> _EXCERPTED TEXT_:
────────────────────────────────────────

After over 30 years of PT practice and 20 years of teaching the Mulligan Concept, Brian Folk shares some clinical thoughts:
What are we trying to accomplish in the clinic? What is perfect health? What are our patient’s expectations?
After over 32 years in clinical practice I finally started to learn some keys to being that person that patients want to see. Here’s what I’ve learned:
Human beings are extremely complicated. If you happen to embrace any type of spiritual cosmology, then you might be willing to say that they have spiritual/emotional, mental and physical dysfunctions that ALL may need to be treated for optimal health. “Well I’m just a physical therapist, I don’t “do” mental or spiritual work”. Here’s the problem: spiritual, mental and physical dysfunctions are not seen in isolation. They permeate our being. They overlap and have roots in all three “worlds” and if you don’t at least recognize, acknowledge and refer out to qualified therapists when needed, then you may not be as ultimately successful with your patients.
1. Patients don’t care if you are the most technically skilled clinician (they do care to a degree and you must have those skills, but it goes so much further than that).

────────────────────────────────────────

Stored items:

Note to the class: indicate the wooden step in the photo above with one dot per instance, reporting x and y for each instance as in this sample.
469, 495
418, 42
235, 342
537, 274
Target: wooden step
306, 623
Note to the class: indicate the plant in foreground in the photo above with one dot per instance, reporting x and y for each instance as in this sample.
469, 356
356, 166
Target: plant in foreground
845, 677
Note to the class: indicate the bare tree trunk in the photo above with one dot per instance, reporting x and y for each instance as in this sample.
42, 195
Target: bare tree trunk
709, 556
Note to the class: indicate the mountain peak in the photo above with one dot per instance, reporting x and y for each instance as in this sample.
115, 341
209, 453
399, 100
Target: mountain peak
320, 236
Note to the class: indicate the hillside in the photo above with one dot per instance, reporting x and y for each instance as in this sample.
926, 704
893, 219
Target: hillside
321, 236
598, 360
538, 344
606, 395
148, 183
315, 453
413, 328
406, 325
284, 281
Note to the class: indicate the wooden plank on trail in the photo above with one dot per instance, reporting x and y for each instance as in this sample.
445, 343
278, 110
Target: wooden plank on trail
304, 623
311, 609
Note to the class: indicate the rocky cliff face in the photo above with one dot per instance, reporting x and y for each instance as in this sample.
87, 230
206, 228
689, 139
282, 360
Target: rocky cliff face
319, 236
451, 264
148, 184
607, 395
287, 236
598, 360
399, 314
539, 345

────────────────────────────────────────

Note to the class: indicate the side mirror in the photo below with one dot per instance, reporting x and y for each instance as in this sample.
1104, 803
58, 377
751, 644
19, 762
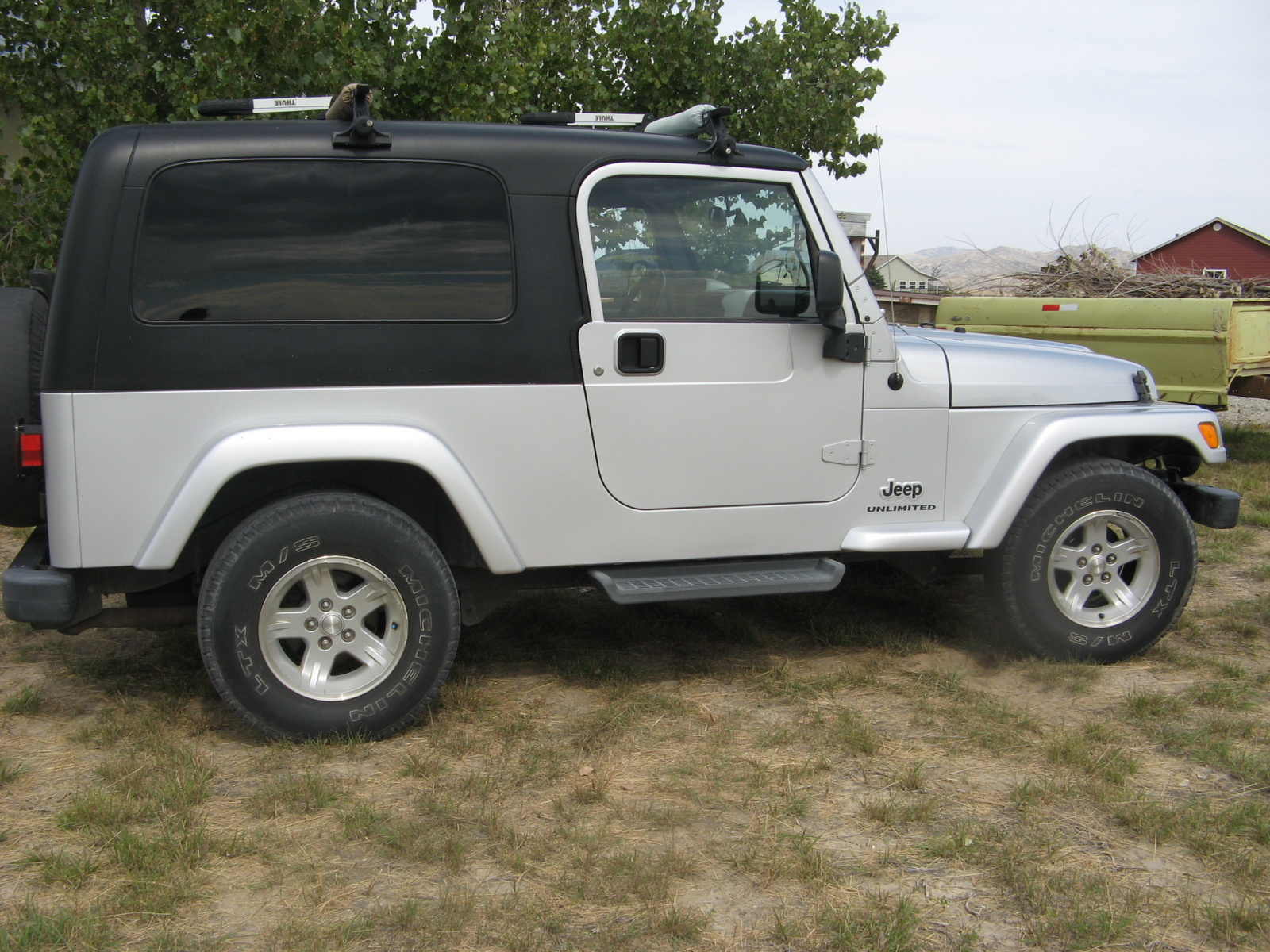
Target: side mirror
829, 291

────────────────────────────────────────

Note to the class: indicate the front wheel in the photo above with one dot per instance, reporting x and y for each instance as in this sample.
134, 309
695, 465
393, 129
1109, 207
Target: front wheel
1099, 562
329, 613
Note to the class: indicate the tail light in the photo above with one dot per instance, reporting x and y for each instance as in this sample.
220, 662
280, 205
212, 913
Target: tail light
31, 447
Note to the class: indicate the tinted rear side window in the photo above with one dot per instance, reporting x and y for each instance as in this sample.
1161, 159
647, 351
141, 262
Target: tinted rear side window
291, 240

────────────────────────────────────────

> _REQUIRED ACTIONS_:
A: In the passage on clinical practice, how many years has Brian Folk spent teaching the Mulligan Concept?
B: Reproduce the passage on clinical practice word for word, starting at "After over 32" and ending at "with your patients.".
These records are separate material, apart from the passage on clinical practice.

> _ANSWERS TO THE EXERCISE_:
A: He has taught the Mulligan Concept for 20 years.

B:
After over 32 years in clinical practice I finally started to learn some keys to being that person that patients want to see. Here’s what I’ve learned:
Human beings are extremely complicated. If you happen to embrace any type of spiritual cosmology, then you might be willing to say that they have spiritual/emotional, mental and physical dysfunctions that ALL may need to be treated for optimal health. “Well I’m just a physical therapist, I don’t “do” mental or spiritual work”. Here’s the problem: spiritual, mental and physical dysfunctions are not seen in isolation. They permeate our being. They overlap and have roots in all three “worlds” and if you don’t at least recognize, acknowledge and refer out to qualified therapists when needed, then you may not be as ultimately successful with your patients.